◆ PROVIDED PASSAGE:
Populations and Evolution (q-bio.PE)
Tue, 09 May 2023
1.A Chip-Firing Game for Biocrust Reverse Succession
Authors:Shloka V. Janapaty
Abstract: Experimental work suggests that biological soil crusts, dominant primary producers in drylands and tundra, are particularly vulnerable to disturbances that cause reverse ecological succession. To model successional transitions in biocrust communities, we propose a resource-firing game that captures succession dynamics without specifying detailed function forms. The model is evaluated in idealized terrestrial ecosystems, where disturbances are modeled as a reduction in available resources that triggers inter-species competition. The resource-firing game is executed on a finite graph with nodes representing species in the community and a sink node that becomes active when every species is depleted of resources. First, we discuss the theoretical basis of the resource-firing game, evaluate it in the light of existing literature, and consider the characteristics of a biocrust community that has evolved to equilibrium. We then examine the dependence of resource-firing and game stability on species richness, showing that high species richness increases the probability of very short and long avalanches, but not those of intermediate length. Indeed, this result suggests that the response of the community to disturbance is both directional and episodic, proceeding towards reverse succession in bursts of variable length. Finally, we incorporate the spatial structure of the biocrust community into a Cayley Tree and derive a formula for the probability that a disturbance, modeled as a random attack, initiates a large species-death event.

◆ DATA PROVIDED:

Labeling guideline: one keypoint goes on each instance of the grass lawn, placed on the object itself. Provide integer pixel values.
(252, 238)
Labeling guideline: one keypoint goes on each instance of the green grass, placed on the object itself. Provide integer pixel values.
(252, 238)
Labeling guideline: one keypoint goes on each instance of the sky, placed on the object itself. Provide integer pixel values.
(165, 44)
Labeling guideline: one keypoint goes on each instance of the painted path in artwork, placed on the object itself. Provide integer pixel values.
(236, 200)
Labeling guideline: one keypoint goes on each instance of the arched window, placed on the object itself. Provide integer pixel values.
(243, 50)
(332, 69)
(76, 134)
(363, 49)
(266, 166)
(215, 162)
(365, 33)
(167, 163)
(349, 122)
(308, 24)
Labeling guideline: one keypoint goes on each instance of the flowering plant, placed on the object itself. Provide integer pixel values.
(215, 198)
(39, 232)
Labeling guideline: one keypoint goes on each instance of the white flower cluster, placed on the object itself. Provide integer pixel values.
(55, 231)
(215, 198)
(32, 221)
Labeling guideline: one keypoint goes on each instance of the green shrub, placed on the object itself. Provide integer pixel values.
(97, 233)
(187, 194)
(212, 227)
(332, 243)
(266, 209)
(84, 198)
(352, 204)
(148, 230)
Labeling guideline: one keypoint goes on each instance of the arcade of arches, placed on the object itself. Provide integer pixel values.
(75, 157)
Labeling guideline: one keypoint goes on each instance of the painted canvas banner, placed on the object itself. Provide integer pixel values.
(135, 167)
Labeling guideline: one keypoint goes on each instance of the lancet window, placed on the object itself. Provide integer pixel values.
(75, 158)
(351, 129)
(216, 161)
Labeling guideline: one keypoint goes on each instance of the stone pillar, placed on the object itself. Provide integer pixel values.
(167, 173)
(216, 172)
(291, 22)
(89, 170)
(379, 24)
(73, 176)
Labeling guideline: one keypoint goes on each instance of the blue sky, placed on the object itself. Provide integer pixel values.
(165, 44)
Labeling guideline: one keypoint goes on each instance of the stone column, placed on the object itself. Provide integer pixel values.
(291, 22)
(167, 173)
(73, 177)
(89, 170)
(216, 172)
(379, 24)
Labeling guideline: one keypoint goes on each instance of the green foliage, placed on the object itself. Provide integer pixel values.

◆ EXERCISES TO COMPLETE:
• a. In the biocrust abstract, what finding is said to suggest that the community's response to disturbance is both directional and episodic? Answer in one to three sentences.
• b. What actions do the authors of the biocrust abstract say they take in the sentences beginning "First," "We then," and "Finally"? List every one.
• c. According to the biocrust abstract, when does the sink node in the resource-firing game become active?
The listing is separate material and has no connection to the biocrust abstract.

◆ ANSWERS BY TASK:
• a. High species richness raises the probability of very short and very long avalanches, but not of intermediate-length ones. This suggests that the community moves toward reverse succession in bursts of variable length.

• b.
- Discuss the theoretical basis of the resource-firing game
- Evaluate it in light of existing literature
- Consider the characteristics of a biocrust community that has evolved to equilibrium
- Examine how resource-firing and game stability depend on species richness
- Incorporate the spatial structure of the biocrust community into a Cayley Tree
- Derive a formula for the probability that a disturbance, modeled as a random attack, initiates a large species-death event

• c. It becomes active when every species is depleted of resources.